§ EXTRACT PROVIDED:
________

The Reversal Curse: LLMs trained on "A is B" fail to learn "B is A"

Paper · arXiv 2309.12288 · Published September 21, 2023
LLM Failure Modes

A screenshot of a chat

We expose a surprising failure of generalization in auto-regressive large language models (LLMs). If a model is trained on a sentence of the form “A is B”, it will not automatically generalize to the reverse direction “B is A”. This is the Reversal Curse. For instance, if a model is trained on “Valentina Tereshkova was the first woman to travel to space”, it will not automatically be able to answer the question, “Who was the first woman to travel to space?”. Moreover, the likelihood of the correct answer (“Valentina Tershkova”) will not be higher than for a random name. Thus, models do not generalize a prevalent pattern in their training set: if “A is B” occurs, “B is A” is more likely to occur. It is worth noting, however, that if “A is B” appears in-context, models can deduce the reverse relationship. We provide evidence for the Reversal Curse by finetuning GPT-3 and Llama-1 on fictitious statements such as “Uriah Hawthorne is the composer of Abyssal Melodies” and showing that they fail to correctly answer “Who composed Abyssal Melodies?”. The Reversal Curse is robust across model sizes and model families and is not alleviated by data augmentation. We also evaluate ChatGPT (GPT- 3.5 and GPT-4) on questions about real-world celebrities, such as “Who is Tom Cruise’s mother?

________

§ TASK TO CARRY OUT:
Which language models does the Reversal Curse abstract name as finetuned or evaluated? The lines that come next have nothing to do with the Reversal Curse abstract.

§ DATA FOR REVIEW:

________

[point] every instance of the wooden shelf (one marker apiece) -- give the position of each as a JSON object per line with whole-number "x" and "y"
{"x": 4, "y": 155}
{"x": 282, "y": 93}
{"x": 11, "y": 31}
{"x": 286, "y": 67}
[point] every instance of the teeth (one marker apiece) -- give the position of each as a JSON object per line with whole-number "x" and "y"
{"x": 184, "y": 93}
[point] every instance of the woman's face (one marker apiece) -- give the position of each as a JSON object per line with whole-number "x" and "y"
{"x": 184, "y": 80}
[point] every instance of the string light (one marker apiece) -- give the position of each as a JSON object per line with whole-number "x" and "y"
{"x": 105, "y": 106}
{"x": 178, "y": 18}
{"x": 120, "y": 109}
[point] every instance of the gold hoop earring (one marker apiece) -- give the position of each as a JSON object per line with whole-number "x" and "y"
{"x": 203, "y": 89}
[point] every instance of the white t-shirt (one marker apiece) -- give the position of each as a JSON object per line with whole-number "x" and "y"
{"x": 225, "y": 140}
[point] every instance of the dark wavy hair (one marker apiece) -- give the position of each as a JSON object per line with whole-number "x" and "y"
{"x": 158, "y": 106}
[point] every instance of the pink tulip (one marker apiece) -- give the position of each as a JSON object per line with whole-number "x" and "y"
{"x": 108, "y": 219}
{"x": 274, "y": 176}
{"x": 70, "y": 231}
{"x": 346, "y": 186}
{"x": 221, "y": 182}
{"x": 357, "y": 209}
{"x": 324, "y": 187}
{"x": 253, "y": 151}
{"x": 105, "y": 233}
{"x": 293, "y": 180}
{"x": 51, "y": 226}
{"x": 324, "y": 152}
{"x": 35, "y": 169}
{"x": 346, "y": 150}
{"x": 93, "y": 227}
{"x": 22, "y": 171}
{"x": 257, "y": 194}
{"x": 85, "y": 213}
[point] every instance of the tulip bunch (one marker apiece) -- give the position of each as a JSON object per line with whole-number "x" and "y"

________

§ SOLVED EXERCISE:
GPT-3 and Llama-1 (finetuned on fictitious statements); ChatGPT, both GPT-3.5 and GPT-4 (evaluated on questions about real-world celebrities).